> _Tarea_
Según el texto sobre el patriarcado, ¿cuáles son los tres pilares en que se sustenta esa ideología? Responde en una sola oración, por favor.

> _Texto del ejercicio_
<<<<
A muchas personas nos gusta lo hecho a mano, las corrientes de pensamiento que se alejan de los hegemonismos y buscan nuevas dimensiones, las causas contra el racismo, la devastación de los ecosistemas, la justificaciones de las violencias, las medicinas que amplían su mirada más allá del ibuprofeno. Encontramos que es preciso volvernos a preguntar sobre verdades hechas y prácticas que se dan por naturales. Sin embargo el sistema de pensamiento dominante es tan fuerte que continuamente nos mordemos la cola.
Las mujeres, por ejemplo, nos hemos centrado muchas veces en combatir el machismo, esa expresión grotesca que desprecia lo femenino, pero el machismo no es más que el síntoma de una enfermedad profunda, estructural que se llama Patriarcado. Y si no entendemos eso, si nos quedamos en las ramas, perdemos profundidad.
Ya sabemos que el patriarcado es una ideología que se sustenta en al menos tres pilares: el dominio de la Naturaleza, la guerra como estado permanente y el vasallaje de las mujeres. Todo sustentado en teorías políticas, económicas y hasta biológicas. Ni qué decir de las sustentaciones religiosas o esotéricas. Que el hombre es un lobo para el hombre, que se necesita la competencia y el egoísmo de unos para que el mercado funcione, que el pez grande se come al chico… en fin, teorías que sustentan la guerra y la dominación, afortunadamente hoy cuestionadas por la biología que habla de cómo la cooperación ha hecho posible la subsistencia de la especie humana, y la emoción básica del amor que habla Humberto Maturana.
>>>>
> _Registros seleccionados_
<<<<
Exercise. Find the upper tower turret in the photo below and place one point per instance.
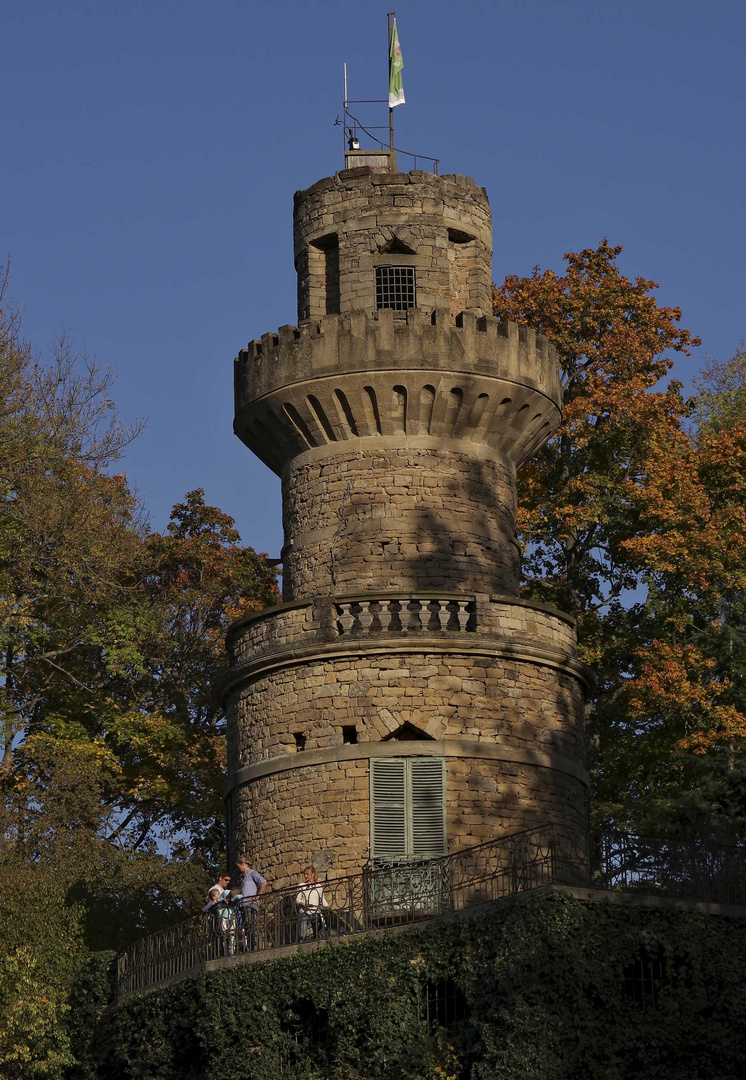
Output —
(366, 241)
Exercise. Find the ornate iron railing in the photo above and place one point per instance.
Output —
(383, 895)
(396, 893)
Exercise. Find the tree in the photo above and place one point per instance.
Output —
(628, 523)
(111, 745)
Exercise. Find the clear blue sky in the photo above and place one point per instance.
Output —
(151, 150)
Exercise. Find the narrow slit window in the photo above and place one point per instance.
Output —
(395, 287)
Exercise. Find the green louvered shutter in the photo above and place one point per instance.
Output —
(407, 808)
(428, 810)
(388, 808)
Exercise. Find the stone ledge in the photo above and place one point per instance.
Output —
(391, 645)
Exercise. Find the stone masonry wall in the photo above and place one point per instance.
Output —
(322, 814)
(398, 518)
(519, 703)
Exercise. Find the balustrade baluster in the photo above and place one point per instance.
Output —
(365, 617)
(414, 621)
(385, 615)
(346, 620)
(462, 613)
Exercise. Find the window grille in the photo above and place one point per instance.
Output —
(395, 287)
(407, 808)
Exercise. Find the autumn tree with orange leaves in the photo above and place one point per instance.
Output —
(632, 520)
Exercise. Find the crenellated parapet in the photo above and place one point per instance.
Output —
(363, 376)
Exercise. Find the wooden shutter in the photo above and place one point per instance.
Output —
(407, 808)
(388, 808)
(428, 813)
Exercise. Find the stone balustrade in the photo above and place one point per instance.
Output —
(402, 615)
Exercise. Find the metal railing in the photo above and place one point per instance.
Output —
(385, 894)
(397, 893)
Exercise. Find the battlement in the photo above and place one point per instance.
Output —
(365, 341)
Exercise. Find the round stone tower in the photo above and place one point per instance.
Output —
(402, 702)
>>>>
<<<<
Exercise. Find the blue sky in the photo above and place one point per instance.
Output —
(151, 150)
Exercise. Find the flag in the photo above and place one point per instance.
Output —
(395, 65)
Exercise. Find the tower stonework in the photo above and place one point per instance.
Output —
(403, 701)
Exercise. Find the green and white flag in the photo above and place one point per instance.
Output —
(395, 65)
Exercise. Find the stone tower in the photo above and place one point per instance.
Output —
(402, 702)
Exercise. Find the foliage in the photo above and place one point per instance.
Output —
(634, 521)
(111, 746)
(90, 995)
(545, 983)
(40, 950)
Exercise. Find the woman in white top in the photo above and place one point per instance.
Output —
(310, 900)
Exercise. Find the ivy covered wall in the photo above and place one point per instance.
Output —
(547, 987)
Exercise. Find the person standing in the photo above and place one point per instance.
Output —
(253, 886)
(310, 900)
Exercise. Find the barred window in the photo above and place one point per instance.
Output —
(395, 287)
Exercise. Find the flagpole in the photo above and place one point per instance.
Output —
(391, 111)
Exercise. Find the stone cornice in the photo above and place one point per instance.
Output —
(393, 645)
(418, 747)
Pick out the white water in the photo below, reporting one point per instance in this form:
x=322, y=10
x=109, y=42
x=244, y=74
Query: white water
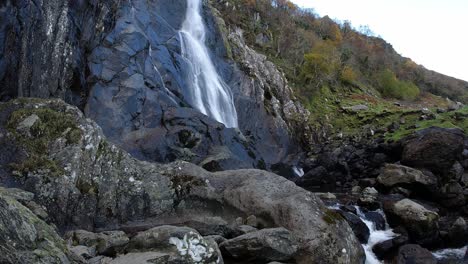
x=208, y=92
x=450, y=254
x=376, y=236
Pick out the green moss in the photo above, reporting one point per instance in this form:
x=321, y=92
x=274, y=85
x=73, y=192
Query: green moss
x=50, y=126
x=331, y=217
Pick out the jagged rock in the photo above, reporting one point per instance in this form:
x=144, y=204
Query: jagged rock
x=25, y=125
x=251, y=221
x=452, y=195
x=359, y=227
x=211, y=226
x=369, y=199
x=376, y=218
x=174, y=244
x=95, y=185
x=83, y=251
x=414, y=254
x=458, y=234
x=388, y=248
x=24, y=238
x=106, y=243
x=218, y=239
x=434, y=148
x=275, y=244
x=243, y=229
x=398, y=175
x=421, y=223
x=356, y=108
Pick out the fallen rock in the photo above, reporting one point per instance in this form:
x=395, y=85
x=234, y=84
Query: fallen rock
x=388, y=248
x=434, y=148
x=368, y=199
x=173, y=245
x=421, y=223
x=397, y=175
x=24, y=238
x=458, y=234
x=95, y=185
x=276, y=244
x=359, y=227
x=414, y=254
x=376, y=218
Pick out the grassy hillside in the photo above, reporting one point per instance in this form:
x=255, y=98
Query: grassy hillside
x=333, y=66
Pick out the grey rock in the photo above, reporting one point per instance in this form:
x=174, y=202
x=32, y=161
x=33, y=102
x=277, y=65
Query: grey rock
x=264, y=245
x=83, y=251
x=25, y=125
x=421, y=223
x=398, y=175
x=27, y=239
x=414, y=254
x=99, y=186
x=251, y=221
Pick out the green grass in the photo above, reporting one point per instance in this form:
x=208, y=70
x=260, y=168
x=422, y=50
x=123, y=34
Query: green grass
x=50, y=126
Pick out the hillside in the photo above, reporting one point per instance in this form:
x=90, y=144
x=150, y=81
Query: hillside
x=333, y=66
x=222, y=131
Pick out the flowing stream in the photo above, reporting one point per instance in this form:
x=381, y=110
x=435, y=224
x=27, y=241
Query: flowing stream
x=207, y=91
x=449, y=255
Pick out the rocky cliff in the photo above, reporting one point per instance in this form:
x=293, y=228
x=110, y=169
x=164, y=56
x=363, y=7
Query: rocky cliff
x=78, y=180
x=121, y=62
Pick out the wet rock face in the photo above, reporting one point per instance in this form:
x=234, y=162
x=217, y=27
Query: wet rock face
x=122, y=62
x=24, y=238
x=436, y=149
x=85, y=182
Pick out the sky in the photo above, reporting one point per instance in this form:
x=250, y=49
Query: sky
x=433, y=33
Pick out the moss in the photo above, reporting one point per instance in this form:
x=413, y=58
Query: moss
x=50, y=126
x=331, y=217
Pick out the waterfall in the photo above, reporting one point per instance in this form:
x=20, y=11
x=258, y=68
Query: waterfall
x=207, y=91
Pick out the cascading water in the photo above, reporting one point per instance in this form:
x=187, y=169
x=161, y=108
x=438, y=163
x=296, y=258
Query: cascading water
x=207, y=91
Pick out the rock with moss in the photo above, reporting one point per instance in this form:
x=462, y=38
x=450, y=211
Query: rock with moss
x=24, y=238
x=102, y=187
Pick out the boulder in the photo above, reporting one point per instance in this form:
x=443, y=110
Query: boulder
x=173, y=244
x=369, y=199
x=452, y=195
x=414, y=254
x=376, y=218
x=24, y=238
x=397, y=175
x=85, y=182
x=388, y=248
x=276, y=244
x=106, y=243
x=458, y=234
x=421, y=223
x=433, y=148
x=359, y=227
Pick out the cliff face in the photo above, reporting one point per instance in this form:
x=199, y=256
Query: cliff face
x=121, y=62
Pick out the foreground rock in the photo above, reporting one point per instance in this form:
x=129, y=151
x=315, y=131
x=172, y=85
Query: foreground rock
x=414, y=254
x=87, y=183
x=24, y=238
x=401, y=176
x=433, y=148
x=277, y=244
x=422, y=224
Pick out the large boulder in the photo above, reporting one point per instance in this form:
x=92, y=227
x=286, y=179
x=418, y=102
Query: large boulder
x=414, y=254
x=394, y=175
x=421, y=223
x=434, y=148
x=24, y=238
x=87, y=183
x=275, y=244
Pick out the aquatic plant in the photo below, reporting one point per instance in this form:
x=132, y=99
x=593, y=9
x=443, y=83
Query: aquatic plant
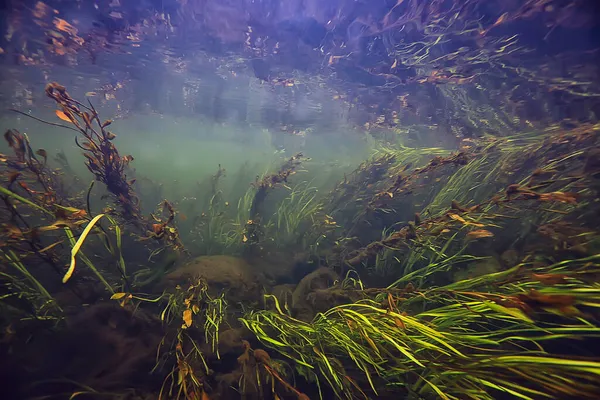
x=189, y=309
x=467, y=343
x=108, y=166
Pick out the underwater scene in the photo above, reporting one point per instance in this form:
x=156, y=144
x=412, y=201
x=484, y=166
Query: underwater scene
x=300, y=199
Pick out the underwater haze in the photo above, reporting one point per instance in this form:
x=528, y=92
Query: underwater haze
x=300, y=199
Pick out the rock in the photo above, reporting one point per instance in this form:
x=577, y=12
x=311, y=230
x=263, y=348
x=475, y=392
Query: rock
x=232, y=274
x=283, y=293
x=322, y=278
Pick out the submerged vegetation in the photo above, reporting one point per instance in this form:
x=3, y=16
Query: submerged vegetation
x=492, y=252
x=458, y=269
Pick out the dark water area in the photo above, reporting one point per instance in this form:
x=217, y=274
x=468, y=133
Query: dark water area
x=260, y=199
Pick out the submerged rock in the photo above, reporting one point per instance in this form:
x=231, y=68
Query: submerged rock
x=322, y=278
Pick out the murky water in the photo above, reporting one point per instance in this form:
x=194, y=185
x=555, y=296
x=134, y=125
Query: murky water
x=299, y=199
>>>>
> _Respuesta_
El patriarcado se sustenta en el dominio de la Naturaleza, la guerra como estado permanente y el vasallaje de las mujeres.